### Supplied data
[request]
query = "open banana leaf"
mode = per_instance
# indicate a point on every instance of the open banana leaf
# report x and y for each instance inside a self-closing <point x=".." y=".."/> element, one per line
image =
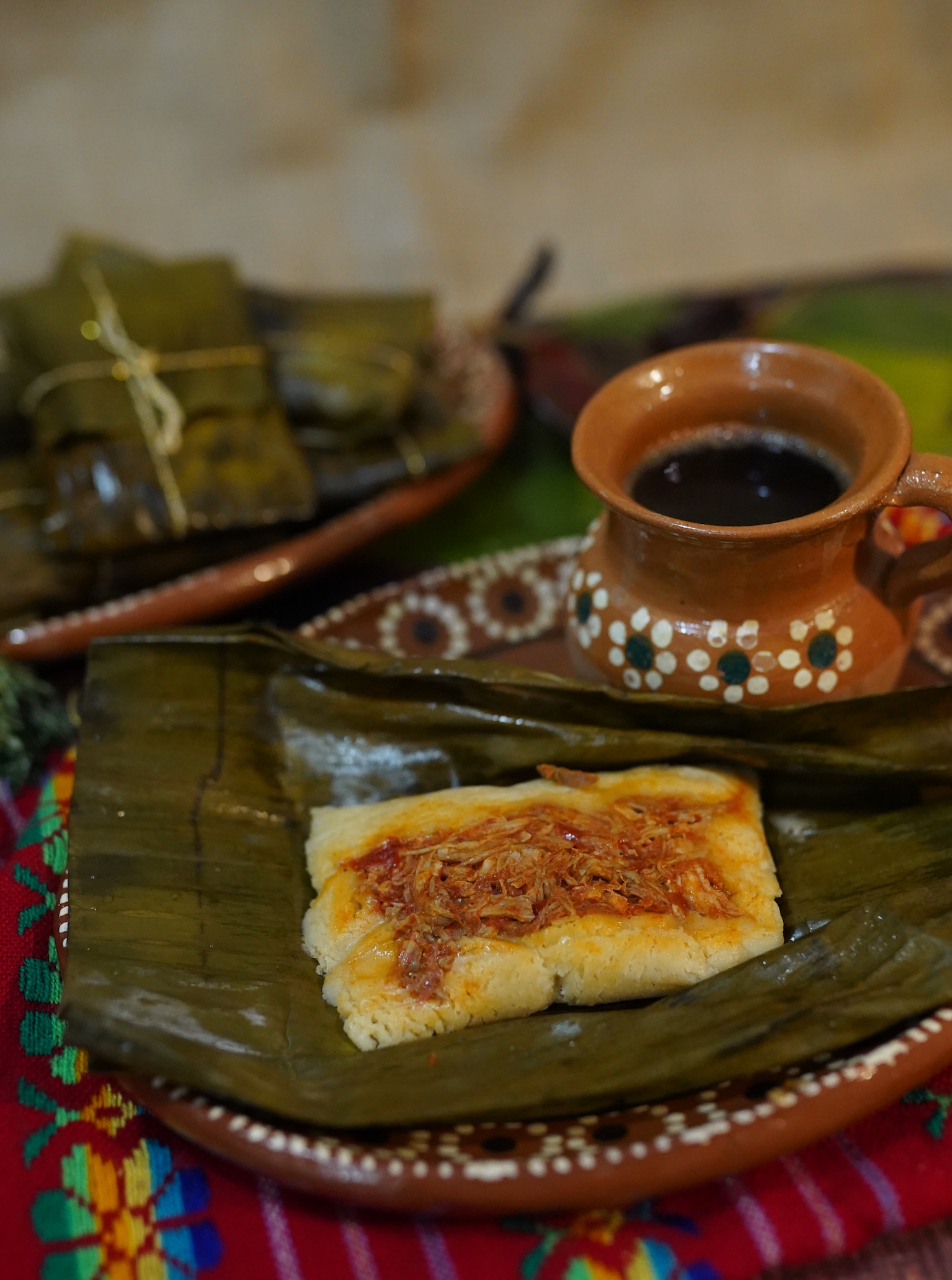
<point x="201" y="752"/>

### What is expected
Where a line of the records includes "leaf", copy it.

### Solution for this problem
query = "open banana leaf"
# indicate a point on every instance of the open banana leaf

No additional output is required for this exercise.